### INSTRUCTIONS FOR THE TASK
List every line in this data where the string "below" occurs.

### LISTED RECORDS
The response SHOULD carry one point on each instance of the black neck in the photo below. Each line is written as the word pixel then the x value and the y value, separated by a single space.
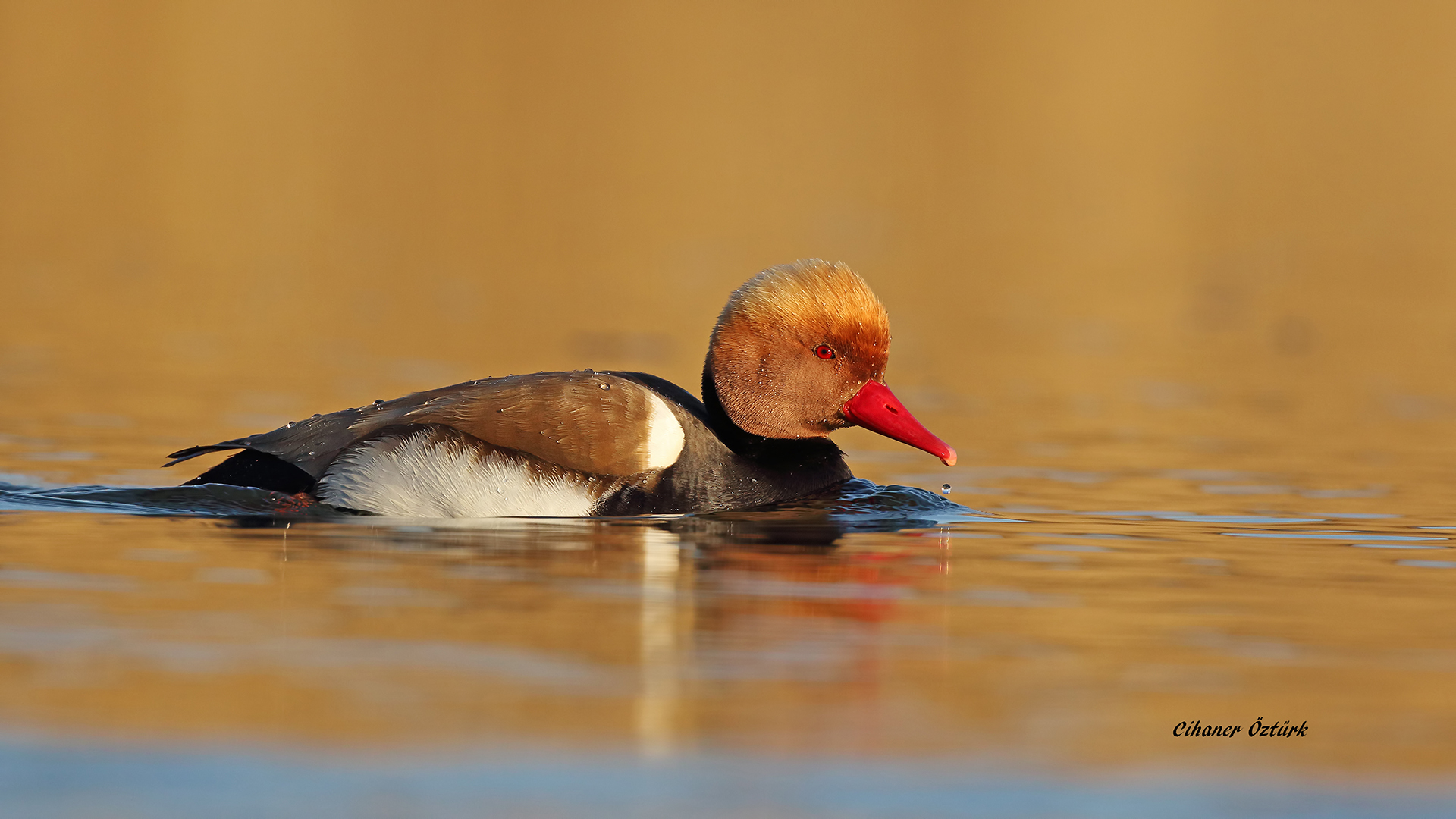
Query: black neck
pixel 759 447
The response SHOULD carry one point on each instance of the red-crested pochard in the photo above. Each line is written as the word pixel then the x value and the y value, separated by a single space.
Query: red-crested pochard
pixel 799 353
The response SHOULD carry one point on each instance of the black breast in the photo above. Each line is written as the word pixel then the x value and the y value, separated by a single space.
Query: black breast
pixel 723 466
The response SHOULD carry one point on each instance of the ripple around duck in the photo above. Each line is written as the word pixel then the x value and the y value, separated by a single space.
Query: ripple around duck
pixel 855 504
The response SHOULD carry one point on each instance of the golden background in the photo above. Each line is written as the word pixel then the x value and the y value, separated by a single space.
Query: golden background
pixel 1110 235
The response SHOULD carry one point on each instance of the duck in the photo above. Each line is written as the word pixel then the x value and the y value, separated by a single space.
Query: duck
pixel 799 353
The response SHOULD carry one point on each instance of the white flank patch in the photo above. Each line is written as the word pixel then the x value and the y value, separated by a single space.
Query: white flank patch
pixel 427 479
pixel 664 435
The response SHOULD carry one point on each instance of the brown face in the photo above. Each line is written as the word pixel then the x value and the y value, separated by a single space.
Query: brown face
pixel 794 346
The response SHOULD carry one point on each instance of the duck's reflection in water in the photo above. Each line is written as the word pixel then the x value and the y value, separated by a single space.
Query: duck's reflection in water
pixel 661 635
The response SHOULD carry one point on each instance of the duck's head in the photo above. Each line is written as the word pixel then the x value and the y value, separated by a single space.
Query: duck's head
pixel 801 352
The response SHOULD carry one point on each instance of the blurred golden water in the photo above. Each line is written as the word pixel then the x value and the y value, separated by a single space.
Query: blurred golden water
pixel 1155 257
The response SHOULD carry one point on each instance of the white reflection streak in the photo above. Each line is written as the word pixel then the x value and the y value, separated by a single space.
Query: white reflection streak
pixel 657 701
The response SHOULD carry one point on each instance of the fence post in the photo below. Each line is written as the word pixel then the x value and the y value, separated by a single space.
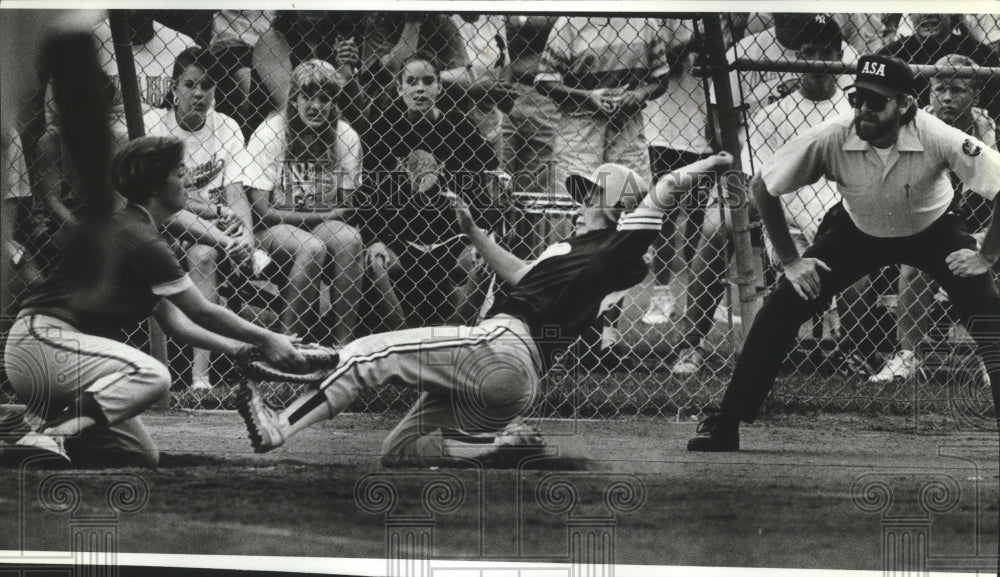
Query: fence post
pixel 133 119
pixel 748 272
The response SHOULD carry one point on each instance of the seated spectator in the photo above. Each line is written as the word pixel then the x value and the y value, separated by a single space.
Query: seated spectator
pixel 300 35
pixel 213 148
pixel 780 43
pixel 817 98
pixel 953 100
pixel 302 166
pixel 489 93
pixel 600 72
pixel 937 35
pixel 675 128
pixel 393 38
pixel 415 152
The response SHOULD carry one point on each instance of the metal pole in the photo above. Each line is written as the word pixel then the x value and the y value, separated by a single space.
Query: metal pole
pixel 748 268
pixel 132 101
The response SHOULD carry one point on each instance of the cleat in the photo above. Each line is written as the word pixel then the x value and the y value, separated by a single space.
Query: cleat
pixel 689 362
pixel 715 436
pixel 48 450
pixel 261 420
pixel 898 368
pixel 661 309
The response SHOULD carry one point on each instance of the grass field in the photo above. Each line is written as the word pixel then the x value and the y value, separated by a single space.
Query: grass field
pixel 806 492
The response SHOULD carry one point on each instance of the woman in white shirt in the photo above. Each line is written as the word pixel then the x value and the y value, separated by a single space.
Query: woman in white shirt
pixel 303 165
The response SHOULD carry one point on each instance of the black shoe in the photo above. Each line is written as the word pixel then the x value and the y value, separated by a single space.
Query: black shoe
pixel 715 435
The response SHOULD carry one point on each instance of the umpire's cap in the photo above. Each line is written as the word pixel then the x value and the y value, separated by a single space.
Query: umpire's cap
pixel 620 188
pixel 885 75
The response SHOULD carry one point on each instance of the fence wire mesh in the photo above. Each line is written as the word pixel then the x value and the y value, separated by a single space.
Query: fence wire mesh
pixel 317 142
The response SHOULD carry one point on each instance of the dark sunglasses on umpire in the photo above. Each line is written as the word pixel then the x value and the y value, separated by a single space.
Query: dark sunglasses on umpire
pixel 876 102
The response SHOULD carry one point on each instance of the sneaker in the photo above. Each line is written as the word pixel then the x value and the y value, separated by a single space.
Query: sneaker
pixel 715 436
pixel 48 450
pixel 260 418
pixel 689 362
pixel 900 367
pixel 661 308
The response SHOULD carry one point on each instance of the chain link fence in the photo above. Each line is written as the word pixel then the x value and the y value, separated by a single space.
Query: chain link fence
pixel 318 144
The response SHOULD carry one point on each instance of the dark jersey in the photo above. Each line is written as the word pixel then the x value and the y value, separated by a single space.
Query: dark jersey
pixel 564 291
pixel 112 276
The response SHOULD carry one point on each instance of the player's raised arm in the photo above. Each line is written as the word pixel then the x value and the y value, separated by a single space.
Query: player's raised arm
pixel 683 180
pixel 507 266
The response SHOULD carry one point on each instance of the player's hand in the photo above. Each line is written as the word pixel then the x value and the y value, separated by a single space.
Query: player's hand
pixel 967 262
pixel 803 273
pixel 280 350
pixel 462 213
pixel 603 101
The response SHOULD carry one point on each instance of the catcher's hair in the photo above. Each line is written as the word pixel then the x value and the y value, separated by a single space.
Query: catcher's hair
pixel 314 75
pixel 142 166
pixel 192 56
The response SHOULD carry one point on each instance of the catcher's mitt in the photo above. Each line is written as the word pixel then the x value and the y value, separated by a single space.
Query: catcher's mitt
pixel 320 361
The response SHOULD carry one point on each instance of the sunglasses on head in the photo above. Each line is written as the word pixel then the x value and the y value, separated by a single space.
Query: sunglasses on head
pixel 876 102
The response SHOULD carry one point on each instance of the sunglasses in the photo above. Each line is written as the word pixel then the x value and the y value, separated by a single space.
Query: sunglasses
pixel 876 102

### ANSWER SPACE
The response SHOULD carry one point on each instance of the black neck in the photo below. Each line is written as the word pixel then the x value and the y value, separated by a single space.
The response SHOULD carry one point on each instance of the fence post in the photo below. Each line is written as the word pixel then the x value and the y value, separated by a single space.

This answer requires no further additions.